** Aufgaben **
[A] Beantworten Sie anhand des Textes zum Festival der Regionen die folgenden Fragen:
(i) In welchem Zeitraum findet das vierte Festival statt?
(ii) Auf welchen Gebieten soll das Festival ein Experimentierfeld für unkonventionelle Projekte bieten?
(iii) Bis zu welchem Datum können geplante Projekte eingereicht werden?
[B] Fassen Sie den Absatz des Textes zum Festival der Regionen, der mit „Das vierte »Festival der Regionen«“ beginnt, als Stichpunktliste zusammen, ohne seine wesentlichen Fakten wegzulassen.

** Vorgegebener Text **
══════════

Das vierte »Festival der Regionen« findet vom 25. Juni bis 4. Juli 1999 in Oberösterreich statt. Es soll wieder zu einer kreativen Auseinandersetzung mit gesellschaftlich relevanten Problemen in den Regionen führen, dabei die lokale Bevölkerung soweit wie möglich einbinden und dazu beitragen, daß die klassische Produzenten- und Rezipientenrolle überwunden wird. Das Festival soll auch 1999 wiederum ein Experimentierfeld für unkonventionelle Projekte auf den Gebieten Kunst, Kultur, Wissenschaft und Publizistik darstellen. Erstmals wird im Gegensatz zu den bisherigen Festivals kein Generalthema für die Projektideen vorgegeben. Einreichfrist für geplante Projekte ist der 30. Juli 1998, auch Salzburger Künstler und Kulturschaffende sind dazu eingeladen.

══════════

** Gezeigtes Material **
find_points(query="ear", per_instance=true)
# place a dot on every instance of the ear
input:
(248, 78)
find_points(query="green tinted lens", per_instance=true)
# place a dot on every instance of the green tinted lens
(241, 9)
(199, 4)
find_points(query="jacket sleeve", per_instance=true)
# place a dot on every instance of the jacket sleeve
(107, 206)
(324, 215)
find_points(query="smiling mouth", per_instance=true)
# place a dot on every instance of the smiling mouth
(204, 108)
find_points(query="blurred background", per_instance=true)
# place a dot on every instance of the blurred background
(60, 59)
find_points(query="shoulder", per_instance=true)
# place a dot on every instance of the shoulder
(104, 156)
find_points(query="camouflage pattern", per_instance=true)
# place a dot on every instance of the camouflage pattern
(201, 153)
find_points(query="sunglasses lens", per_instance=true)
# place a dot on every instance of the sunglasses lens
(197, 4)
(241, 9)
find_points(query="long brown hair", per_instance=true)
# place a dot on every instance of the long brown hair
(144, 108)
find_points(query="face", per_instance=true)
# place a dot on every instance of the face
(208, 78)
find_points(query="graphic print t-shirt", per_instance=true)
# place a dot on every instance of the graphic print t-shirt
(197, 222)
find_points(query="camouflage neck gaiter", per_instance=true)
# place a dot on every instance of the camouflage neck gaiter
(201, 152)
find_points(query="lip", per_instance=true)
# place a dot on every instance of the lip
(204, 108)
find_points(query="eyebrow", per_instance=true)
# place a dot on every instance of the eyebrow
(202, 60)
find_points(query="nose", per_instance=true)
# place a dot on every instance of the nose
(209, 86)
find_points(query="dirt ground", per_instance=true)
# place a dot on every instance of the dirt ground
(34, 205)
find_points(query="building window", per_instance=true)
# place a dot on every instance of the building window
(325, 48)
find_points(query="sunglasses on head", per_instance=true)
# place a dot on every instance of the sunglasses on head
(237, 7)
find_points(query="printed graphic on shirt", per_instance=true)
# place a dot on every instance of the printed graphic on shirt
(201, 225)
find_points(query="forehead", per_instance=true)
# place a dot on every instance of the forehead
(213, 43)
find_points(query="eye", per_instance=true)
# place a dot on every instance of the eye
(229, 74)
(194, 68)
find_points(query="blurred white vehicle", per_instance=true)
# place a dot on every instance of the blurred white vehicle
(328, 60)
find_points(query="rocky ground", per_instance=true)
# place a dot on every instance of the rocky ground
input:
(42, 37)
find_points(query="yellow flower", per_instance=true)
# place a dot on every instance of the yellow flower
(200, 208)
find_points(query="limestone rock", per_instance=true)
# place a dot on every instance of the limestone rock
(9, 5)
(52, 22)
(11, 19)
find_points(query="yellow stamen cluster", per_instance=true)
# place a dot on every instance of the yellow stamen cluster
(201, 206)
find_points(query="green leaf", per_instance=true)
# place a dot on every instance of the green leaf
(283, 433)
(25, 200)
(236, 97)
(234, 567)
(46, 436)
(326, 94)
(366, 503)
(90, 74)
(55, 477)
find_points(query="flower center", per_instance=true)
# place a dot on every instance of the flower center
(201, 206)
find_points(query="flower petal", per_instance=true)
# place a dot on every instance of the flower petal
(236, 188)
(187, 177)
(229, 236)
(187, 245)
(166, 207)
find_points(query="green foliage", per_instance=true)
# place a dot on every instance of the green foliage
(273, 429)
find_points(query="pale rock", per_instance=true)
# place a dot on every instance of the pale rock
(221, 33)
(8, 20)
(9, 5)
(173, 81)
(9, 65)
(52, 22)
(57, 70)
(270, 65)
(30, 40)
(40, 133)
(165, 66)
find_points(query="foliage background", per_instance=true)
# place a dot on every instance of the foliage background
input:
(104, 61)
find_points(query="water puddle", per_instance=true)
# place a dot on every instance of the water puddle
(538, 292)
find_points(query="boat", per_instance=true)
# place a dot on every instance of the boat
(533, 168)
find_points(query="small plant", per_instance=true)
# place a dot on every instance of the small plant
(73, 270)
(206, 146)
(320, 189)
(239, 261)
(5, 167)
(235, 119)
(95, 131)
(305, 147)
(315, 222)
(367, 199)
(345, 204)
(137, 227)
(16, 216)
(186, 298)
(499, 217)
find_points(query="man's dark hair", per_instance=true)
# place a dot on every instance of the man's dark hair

══════════

** Lösungen **
[A]
(i) Vom 25. Juni bis 4. Juli 1999.
(ii) Auf den Gebieten Kunst, Kultur, Wissenschaft und Publizistik.
(iii) Bis zum 30. Juli 1998.

[B]
- Viertes »Festival der Regionen«: 25. Juni bis 4. Juli 1999 in Oberösterreich
- Ziele: kreative Auseinandersetzung mit gesellschaftlich relevanten Problemen in den Regionen, möglichst weitgehende Einbindung der lokalen Bevölkerung, Überwindung der klassischen Produzenten- und Rezipientenrolle
- Experimentierfeld für unkonventionelle Projekte in Kunst, Kultur, Wissenschaft und Publizistik
- Erstmals kein Generalthema für die Projektideen
- Einreichfrist für Projekte: 30. Juli 1998; auch Salzburger Künstler und Kulturschaffende sind eingeladen